§ **Article source**
* * *
Avec Uniquement pour toi, Mara Tremblay nous fait voyager
Pour son huitième album, l’autrice-compositrice-interprète nous invite dans une épopée émotive, où se côtoient l’ombre et la lumière.
C’est étrange, de sortir de la musique sans rencontrer son public, sans marquer le moment par un spectacle. Mara Tremblay, dans sa maison à Shefford, subit le coup. «J’ai envie de lancer de la musique, mais je trouve ça très difficile de ne pas vivre ça avec d’autres personnes, dit-elle, lorsqu’on l’a jointe au téléphone il y a quelques jours. Je trouve ça dur d’envisager cet événement-là seule dans une petite pièce… C’est ce que je trouve triste.»
* * *
§ **Consigne**
Recopiez à l'identique le passage de l'article sur l'album de Mara Tremblay, depuis les mots « Avec Uniquement pour » jusqu'aux mots « et la lumière. » inclus. Les données qui suivent forment un ensemble indépendant de l'article.

§ **Bloc de données**
* * *
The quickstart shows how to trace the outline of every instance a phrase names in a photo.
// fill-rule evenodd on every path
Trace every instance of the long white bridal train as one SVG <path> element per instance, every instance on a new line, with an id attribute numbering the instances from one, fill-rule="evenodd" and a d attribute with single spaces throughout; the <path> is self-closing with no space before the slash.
* * *
§ **Solution proposée**
Avec Uniquement pour toi, Mara Tremblay nous fait voyager
Pour son huitième album, l’autrice-compositrice-interprète nous invite dans une épopée émotive, où se côtoient l’ombre et la lumière.